Reproduce the material below line for line, without changing anything.

Records from a collection:
Start
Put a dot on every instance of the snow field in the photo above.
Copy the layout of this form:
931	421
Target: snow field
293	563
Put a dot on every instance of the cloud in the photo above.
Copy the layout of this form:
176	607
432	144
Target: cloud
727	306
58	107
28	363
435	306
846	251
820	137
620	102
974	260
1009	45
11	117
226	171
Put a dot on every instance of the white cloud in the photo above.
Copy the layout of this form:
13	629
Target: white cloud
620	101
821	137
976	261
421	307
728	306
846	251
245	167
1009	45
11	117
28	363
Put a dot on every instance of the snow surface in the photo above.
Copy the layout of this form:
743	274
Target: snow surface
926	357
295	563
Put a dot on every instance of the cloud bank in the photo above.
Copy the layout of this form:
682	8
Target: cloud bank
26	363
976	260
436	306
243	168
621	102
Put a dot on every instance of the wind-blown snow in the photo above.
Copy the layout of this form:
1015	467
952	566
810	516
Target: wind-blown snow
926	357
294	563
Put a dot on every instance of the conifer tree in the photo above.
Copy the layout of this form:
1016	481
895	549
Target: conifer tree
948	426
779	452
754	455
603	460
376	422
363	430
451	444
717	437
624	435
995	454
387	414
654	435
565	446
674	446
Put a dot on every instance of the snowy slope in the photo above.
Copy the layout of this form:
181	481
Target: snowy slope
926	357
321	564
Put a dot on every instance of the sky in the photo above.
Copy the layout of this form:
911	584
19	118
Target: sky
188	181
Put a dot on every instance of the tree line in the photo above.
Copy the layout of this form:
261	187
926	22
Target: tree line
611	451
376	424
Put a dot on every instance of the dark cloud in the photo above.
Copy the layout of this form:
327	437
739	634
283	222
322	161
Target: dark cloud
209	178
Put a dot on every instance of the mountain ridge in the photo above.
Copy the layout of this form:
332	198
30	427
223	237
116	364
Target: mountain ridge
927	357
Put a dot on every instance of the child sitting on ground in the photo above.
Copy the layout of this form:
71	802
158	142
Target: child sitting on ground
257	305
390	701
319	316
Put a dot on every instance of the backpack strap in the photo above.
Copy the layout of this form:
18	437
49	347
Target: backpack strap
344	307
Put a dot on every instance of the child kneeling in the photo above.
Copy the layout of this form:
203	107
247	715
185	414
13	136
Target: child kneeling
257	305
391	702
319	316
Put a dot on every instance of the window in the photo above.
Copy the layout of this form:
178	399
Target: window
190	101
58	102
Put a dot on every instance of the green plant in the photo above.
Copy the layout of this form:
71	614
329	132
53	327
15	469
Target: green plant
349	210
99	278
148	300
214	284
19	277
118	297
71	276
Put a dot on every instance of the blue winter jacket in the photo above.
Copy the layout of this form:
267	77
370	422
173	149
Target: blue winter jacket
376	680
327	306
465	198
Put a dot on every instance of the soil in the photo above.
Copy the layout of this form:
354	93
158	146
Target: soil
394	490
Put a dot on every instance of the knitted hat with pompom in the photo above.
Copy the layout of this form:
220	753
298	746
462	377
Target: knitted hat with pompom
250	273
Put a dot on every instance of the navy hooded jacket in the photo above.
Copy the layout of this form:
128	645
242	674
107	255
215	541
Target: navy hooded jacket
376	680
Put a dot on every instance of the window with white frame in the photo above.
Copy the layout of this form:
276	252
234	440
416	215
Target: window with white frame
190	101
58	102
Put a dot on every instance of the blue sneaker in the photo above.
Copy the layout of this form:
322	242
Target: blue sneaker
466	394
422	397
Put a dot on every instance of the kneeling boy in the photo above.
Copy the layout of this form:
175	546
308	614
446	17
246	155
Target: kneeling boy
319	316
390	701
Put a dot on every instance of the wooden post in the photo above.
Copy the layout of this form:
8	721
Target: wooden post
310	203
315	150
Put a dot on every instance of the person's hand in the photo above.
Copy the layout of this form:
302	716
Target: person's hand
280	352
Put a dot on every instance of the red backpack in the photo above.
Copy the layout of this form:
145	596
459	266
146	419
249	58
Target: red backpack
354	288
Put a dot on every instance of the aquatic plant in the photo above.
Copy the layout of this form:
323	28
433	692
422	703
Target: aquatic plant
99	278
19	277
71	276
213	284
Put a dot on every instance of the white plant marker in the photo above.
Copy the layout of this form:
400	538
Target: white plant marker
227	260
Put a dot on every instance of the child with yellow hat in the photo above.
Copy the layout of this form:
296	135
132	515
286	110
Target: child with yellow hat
End
■ SOLUTION FOR THIS PROBLEM ■
Put a dot on every instance of the snow field in the photo above.
Copy the layout of this form:
931	421
Target: snow field
293	563
Put a dot on every instance of the cloud in the photo above.
Copy the layout of this form:
176	607
432	144
Target: cloud
727	306
58	107
28	363
435	306
846	251
820	137
620	102
974	260
1009	45
11	117
226	171
Put a dot on every instance of the white cloud in the photo above.
Copy the layout of this form:
13	629
Target: white cloud
620	101
821	137
976	261
421	307
728	306
846	251
245	167
1009	45
11	117
28	363
Put a dot on every instance of the snow surface in the photo above.
Copy the layout of this form:
743	274
Target: snow surface
926	357
295	563
Put a dot on every instance of the cloud bank in the photo above.
Copy the layout of this form:
682	8
Target: cloud bank
26	363
976	260
436	306
243	168
621	102
Put a dot on every instance of the wind-blown snow in the photo above.
Copy the layout of this form:
1015	467
952	566
810	516
Target: wind-blown snow
926	357
294	563
Put a dot on every instance of the conifer tree in the photo above.
Copy the layout of this form:
1016	481
895	549
Target: conifer tree
948	426
779	452
754	455
603	460
376	422
363	430
451	444
717	437
624	435
995	454
387	414
654	435
565	446
674	446
Put a dot on every instance of the snowy slope in the photo above.
Copy the layout of this form:
181	481
Target: snowy slope
926	357
321	564
Put a dot on every instance of the sky in the photo above.
Copy the layout of this form:
911	584
19	118
Target: sky
188	181
Put a dot on every instance of the tree line in the photo above.
Copy the layout of this form:
261	187
926	22
Target: tree line
611	451
376	424
Put a dot on every instance of the dark cloud in the photo above.
Copy the layout of this form:
327	437
739	634
283	222
322	161
Target: dark cloud
209	178
Put a dot on every instance of the mountain ridge in the photo above.
Copy the layout of this form:
332	198
30	427
223	237
116	364
Target: mountain ridge
927	357
Put a dot on every instance of the child sitting on ground in the photo above.
Copy the layout of this form:
71	802
158	142
Target: child sitting on ground
257	305
390	701
319	316
Put a dot on every instance of the backpack strap in the photo above.
Copy the layout of this form:
18	437
49	347
Target: backpack strap
344	307
Put a dot on every instance of the child kneeling in the photo above.
Copy the layout of this form:
203	107
247	715
185	414
13	136
Target: child kneeling
257	305
391	702
319	316
Put a dot on every instance of the window in the photo above.
Copy the layout of this form:
178	399
Target: window
190	101
58	102
Put a dot on every instance of the green plant in the photo above.
Copy the layout of this form:
71	614
329	132
53	327
15	469
Target: green plant
349	210
99	278
148	300
214	284
19	277
118	297
71	276
Put a dot on every instance of the blue winter jacket in the photo above.
Copy the layout of this form:
267	77
370	422
173	149
Target: blue winter jacket
376	680
327	306
465	198
Put a dot on every instance of the soil in the photo above.
Copy the layout of this form:
354	93
158	146
Target: soil
394	490
Put a dot on every instance of the knitted hat with pompom in the photo above.
Copy the layout of this form:
220	753
298	746
462	377
Target: knitted hat with pompom
250	273
Put a dot on every instance of the navy hooded jacket in the photo above.
Copy the layout of this form:
128	645
242	674
107	255
215	541
Target: navy hooded jacket
376	680
Put a dot on every instance of the window with white frame in the photo above.
Copy the layout of this form:
276	252
234	440
416	215
Target: window with white frame
190	101
58	102
Put a dot on every instance of the blue sneaker in the photo above.
Copy the layout of this form:
322	242
Target: blue sneaker
466	394
422	397
Put a dot on every instance of the kneeling boy in the photo above.
Copy the layout of this form:
175	546
308	614
446	17
246	155
Target: kneeling boy
319	316
390	701
Put a dot on every instance of the wooden post in the photo above.
Copy the layout of this form:
8	721
Target: wooden post
310	203
315	150
Put a dot on every instance of the person's hand in the photo above.
Copy the layout of this form:
302	716
Target: person's hand
280	352
Put a dot on every instance of the red backpack in the photo above.
Copy the layout of this form:
145	596
459	266
146	419
249	58
Target: red backpack
354	288
Put a dot on every instance of the aquatic plant in the photo above.
Copy the layout of this form:
323	28
433	692
422	703
Target: aquatic plant
99	278
19	277
71	276
213	284
Put a dot on every instance of the white plant marker in the photo above.
Copy the layout of this form:
400	538
Target: white plant marker
227	260
Put a dot on every instance of the child with yellow hat in the photo above.
Copy the layout of this form:
296	135
132	515
286	110
Target: child with yellow hat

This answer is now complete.